Task directions:
Retype the data below verbatim; pictures do not belong in the copy.

Point-per-instance localization data
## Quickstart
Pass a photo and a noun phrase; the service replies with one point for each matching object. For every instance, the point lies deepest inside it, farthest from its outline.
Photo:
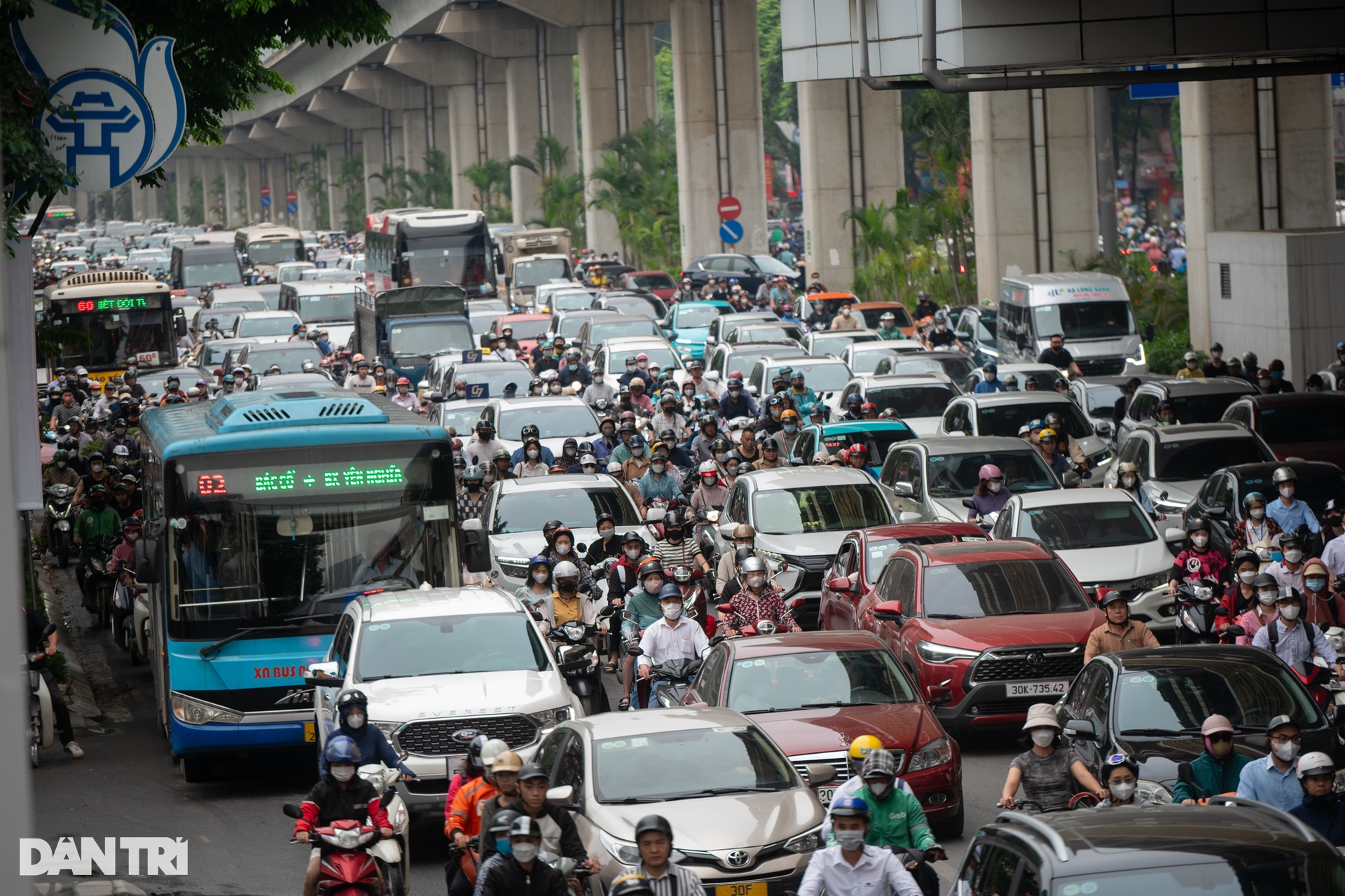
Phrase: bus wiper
(206, 653)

Answer:
## Quickstart
Pass a photo and a noun phrase; the service replies with one point for each matching object. For every instance, the point lies deepest inside it, farthest from its outline.
Photo:
Phrase: bus wiper
(206, 653)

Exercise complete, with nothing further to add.